MIDDLE EAST
SYRIA
Under the guise of clearing war debris or destroying facilities used by rebels, the Syrian government appears to be blowing up the homes of people who have been displaced by the war. The program threatens to prevent the return of the 12 million or so Syrians who have fled the fighting, or at least of the 5.6 million or so who have fled the country altogether. This is all pretty speculative, but it does fit a pattern of behavior whereby the Syrian government has not treated returning IDPs—most of whom fled because they support the rebels—particularly well. It’s arrested many of them, conscripted others, and has used new housing laws to seize their homes.
YEMEN
According to Yemeni officials, attackers from a UAE-backed militia called the “Security Belt” shot up a mosque in Dhale province on Friday, killing five people and taking three more captive. Security Belt insists that they were Houthis and the five who were killed refused to surrender.
IRAQ
The Turkish government says that its forces have “neutralized” 43 Kurdistan Workers’ Party (PKK) fighters since beginning a new operation in northern Iraq late last month. “Neutralized” in this context means anything from captured to killed, but most likely killed.
LEBANON
The US and Iran may actually start talking directly with one another soon, but not about Iran’s nuclear program or US sanctions. No, instead it looks like they might start negotiating over the Lebanon-Israel border:
On May 13, while The New York Times reported that the White House was reviewing military plans to attack Iran, a plane carrying the State Department’s Acting Assistant Secretary for Near Eastern Affairs David Satterfield quietly landed1 in Beirut on an unannounced trip. Heightened tensions between Washington and Tehran did not prevent the US official from rushing to seize a breakthrough as the Iran-backed Hezbollah finally endorsed the Lebanese government’s stance to enter direct negotiations to settle the border dispute with Israel. These negotiations are expected to begin in the coming weeks as the United States and Iran may explore direct talks for the first time since President Donald Trump took office in 2017.
Since 2012, the United States has been mediating a maritime border dispute between Lebanon and Israel over a triangular area of 860 square kilometers (330 square miles) off the Mediterranean coast where gas was discovered in 2009. Last year, a consortium of France’s Total, Italy’s ENI, and Russia’s Novatek was awarded a contract to start drilling in two blocks off the Lebanese coast, including the disputed block 9. This led to tensions between the two countries. There was no breakthrough in those talks until last month.
ISRAEL-PALESTINE
Israel has “the right” to annex “some, but unlikely all, of the West Bank,” according to US ambassador to Israeli David Friedman. I have to admit, when Donald Trump nominated a guy who funds Israeli West Bank settlements to be his ambassador, I didn’t see this coming. In an interview with the New York Times, Friedman went on to say that there’s a “silent majority” of Palestinians who would happily accept the Kushner Accords’ promise of some economic crumbs in exchange merely for sacrificing the concept of Palestinian personhood. I think we can all agree that if anybody has his finger on the pulse of the Palestinian community, it’s David Friedman. The Palestinian Authority says it might file a complaint against Friedman with the International Criminal Court, and I have to assume they’re just looking for ways to pass the time at PA headquarters because that would be completely pointless.

Exercise 1:
In the Middle East news roundup, since what year has the United States been mediating the maritime border dispute between Lebanon and Israel?
The text and the records are unrelated to each other.

Dataset extract:
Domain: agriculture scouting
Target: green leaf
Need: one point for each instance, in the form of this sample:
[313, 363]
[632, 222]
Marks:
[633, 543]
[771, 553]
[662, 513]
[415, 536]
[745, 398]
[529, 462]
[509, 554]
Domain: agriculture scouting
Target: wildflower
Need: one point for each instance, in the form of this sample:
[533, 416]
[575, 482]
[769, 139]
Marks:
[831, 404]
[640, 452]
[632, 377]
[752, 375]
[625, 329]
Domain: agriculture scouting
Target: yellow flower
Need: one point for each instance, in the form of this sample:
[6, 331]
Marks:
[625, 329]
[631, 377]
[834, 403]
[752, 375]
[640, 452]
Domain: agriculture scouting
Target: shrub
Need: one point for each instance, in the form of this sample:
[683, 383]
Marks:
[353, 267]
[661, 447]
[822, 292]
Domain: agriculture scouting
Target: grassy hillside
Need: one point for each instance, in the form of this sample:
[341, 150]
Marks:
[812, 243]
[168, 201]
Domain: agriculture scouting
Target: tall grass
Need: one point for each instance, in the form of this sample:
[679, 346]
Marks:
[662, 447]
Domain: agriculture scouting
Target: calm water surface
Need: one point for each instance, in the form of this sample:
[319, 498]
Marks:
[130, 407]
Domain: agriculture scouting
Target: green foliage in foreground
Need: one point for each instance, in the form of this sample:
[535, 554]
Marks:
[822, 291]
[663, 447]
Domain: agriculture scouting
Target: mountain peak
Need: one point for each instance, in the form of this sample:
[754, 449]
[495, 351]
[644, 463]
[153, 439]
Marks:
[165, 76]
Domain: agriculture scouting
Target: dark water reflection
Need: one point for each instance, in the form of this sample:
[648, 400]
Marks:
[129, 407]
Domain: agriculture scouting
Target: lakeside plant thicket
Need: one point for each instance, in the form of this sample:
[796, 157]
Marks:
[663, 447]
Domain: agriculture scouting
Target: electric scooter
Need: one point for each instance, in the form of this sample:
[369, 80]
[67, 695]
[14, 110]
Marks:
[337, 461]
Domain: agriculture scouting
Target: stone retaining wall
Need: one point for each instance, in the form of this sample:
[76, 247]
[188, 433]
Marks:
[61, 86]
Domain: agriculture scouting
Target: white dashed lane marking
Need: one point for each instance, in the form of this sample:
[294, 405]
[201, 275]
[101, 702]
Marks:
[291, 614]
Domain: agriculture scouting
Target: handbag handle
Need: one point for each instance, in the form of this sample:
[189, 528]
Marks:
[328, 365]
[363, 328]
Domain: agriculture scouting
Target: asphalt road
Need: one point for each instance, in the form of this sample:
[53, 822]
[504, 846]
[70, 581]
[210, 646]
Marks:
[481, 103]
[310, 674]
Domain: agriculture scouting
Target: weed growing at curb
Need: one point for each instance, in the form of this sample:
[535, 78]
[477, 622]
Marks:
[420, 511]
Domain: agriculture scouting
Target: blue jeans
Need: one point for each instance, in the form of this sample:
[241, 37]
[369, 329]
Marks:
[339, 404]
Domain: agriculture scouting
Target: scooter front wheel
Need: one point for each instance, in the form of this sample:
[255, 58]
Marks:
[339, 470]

Exercise 2:
Pull out every line of the records that contains the string "scooter". Case counts.

Output 1:
Since 2012.

Output 2:
Target: electric scooter
Target: scooter front wheel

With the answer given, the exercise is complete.